▸ CONSIGNE 1: Dans le texte sur la neuroéducation, quelle position le béhaviorisme avait-il prise sur l'apprentissage ?
▸ CONSIGNE 2: Poursuivez le texte sur la neuroéducation à partir de sa dernière phrase.

▸ TEXTE FOURNI:
============
Quant aux difficultés pédagogiques, elles n’ont jamais été des maladies ou des infirmités. Elles sont le propre d’un système porteur d’une ambition, et leur prise en compte est la responsabilité d’un système démocratique. S’interdire d’avoir recours aux connaissances portant sur l’apprentissage pour soutenir les élèves et bonifier l’éducation, c’est aussi enfermer activement cette dernière dans un statut d’artisanat, et lui interdire à jamais de faire sa révolution scientifique. C’est inadmissible. Et finalement, affirmer que la neuroéducation, qui soutient l’école à la mesure des connaissances qu’elle lui fournit, constitue « la fin de l’aventure humaine » ou de « la liberté », c’est décider que la connaissance détruit l’Homme.
La position méthodologique que prend la neuroéducation au sein de notre équipe de recherche, c’est de postuler que l’apprentissage est un phénomène qui se déroule essentiellement dans le cerveau, comme le béhaviorisme avait pris position en disant que l’apprentissage produit une modification observable du comportement de l’individu, et comme l’humanisme, en affirmant que l’apprentissage est un mouvement naturel et spontané qui permet à l’individu de s’accomplir et de devenir lui-même. Toutes ces positions sont valables et font des miracles, lorsqu’elles ne sont pas idéologiquement radicales, mais méthodologiques. À chaque fois qu’une nouvelle approche émerge, elle fait face à ses débuts à des vigilances exagérées, comme à de tout aussi dangereux excès d’enthousiasme. Et à chaque fois, les résistances abusives et mal informées s’estompent lorsqu’on a finalement mieux compris de quoi il s’agissait et que les porteurs de ces idées n’étaient pas, en définitive, les savants fous qu’on aurait aimé détruire, mais des personnes raisonnables, avec des approches raisonnables, qui avaient simplement choisi leur angle.
============
▸ DONNÉES:
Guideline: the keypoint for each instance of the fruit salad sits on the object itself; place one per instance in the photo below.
============
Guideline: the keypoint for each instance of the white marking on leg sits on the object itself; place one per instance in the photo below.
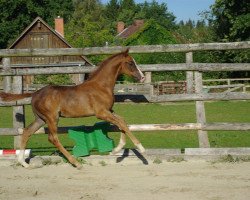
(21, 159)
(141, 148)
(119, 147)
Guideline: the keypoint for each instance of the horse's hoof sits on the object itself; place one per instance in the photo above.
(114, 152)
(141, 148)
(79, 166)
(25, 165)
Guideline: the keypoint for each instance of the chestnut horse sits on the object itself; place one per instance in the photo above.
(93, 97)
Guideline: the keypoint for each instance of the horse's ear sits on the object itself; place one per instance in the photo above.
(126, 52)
============
▸ ZONE DE RÉPONSE 1: Il affirmait que l'apprentissage produit une modification observable du comportement de l'individu.

▸ ZONE DE RÉPONSE 2:
NOTES
* Patrice Potvin, Martin Riopel, Steve Masson, et les autres membres de l’équipe, dont on retrouve une description des travaux ainsi que leurs coordonnées à l’URL suivant : <http://www.neuroeducationquebec.org/NQ/Lab_sciences.html>
[1] Christian Monnin, « De jeunes cerveaux à formater. Contre la neuroéducation », Argument, vol. 13, n° 1, 2010-2011, p. 3-13.
[2] Bertolt Brecht, La vie de Galilée, Paris, L’Arche Éditeur, 1990, p 46.